The European Roma Rights Centre (ERRC) has today released new research concerning North Macedonia’s progress on deinstitutionalization of its children in state care sector. The report, titled ”Promising Change: Romani Children in State Care in North Macedonia”, provides valuable insights into the impact of deinstitutionalization on vulnerable Romani children and their families, the availability of care and support in the community, and recommendations to ensure successful deinstitutionalization.
The ERRC’s President, Ðorđe Jovanović said that “because Roma are over-represented in state care systems, the ERRC views the institutionalisation of Romani children in Europe as a form of ethnic violence that is done to our communities. Deinstitutionalisation saves Romani kids from growing up in an environment which no child should ever experience. While North Macedonia is making substantial efforts to overcome this abuse, there is still a long way to go in terms of ending institutional racism, discrimination, and abuse that Romani children face too often in the care system.”

▶ **Data extract**:
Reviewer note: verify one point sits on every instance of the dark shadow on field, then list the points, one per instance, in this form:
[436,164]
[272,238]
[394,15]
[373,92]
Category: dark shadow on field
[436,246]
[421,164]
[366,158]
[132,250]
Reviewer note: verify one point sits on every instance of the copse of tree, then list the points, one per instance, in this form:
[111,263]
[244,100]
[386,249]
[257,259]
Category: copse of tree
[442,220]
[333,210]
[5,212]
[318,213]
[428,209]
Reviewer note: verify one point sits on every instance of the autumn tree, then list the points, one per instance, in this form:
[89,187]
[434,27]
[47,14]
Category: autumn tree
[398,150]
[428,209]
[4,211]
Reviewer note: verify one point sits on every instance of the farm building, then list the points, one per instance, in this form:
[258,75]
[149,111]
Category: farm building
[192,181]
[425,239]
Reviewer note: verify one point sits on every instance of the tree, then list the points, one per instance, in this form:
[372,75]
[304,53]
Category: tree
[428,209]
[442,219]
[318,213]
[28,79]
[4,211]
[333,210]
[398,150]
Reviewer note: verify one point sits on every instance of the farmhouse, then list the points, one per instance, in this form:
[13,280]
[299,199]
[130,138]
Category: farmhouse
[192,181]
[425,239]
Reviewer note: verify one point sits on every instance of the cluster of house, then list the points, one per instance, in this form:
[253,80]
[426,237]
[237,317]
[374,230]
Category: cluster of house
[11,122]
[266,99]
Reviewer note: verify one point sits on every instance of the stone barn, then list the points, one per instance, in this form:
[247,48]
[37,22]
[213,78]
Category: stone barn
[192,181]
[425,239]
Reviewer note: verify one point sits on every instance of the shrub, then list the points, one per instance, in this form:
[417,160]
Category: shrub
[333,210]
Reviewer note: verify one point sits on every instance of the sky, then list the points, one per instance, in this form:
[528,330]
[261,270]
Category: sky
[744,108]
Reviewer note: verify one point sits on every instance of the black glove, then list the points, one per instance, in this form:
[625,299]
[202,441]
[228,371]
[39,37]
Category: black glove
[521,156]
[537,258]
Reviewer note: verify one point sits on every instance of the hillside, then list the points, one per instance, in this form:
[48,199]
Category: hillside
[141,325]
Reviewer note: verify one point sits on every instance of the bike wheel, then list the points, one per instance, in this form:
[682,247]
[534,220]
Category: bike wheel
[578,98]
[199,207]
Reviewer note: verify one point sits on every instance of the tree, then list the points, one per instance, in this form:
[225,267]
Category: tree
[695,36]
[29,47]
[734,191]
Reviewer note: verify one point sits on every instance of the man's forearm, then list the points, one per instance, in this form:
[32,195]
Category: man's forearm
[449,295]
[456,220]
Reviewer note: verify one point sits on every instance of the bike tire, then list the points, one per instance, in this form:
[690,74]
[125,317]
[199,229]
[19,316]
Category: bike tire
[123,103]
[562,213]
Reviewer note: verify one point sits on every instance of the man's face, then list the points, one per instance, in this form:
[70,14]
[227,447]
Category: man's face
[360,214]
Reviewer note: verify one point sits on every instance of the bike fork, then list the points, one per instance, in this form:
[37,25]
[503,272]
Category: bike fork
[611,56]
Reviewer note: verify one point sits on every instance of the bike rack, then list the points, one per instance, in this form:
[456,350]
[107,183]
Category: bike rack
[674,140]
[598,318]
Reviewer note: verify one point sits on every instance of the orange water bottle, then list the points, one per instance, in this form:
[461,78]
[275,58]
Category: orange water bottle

▶ **What to do**: What is the title of the report described in the text about Romani children in state care in North Macedonia?

▶ **Task output**: "Promising Change: Romani Children in State Care in North Macedonia"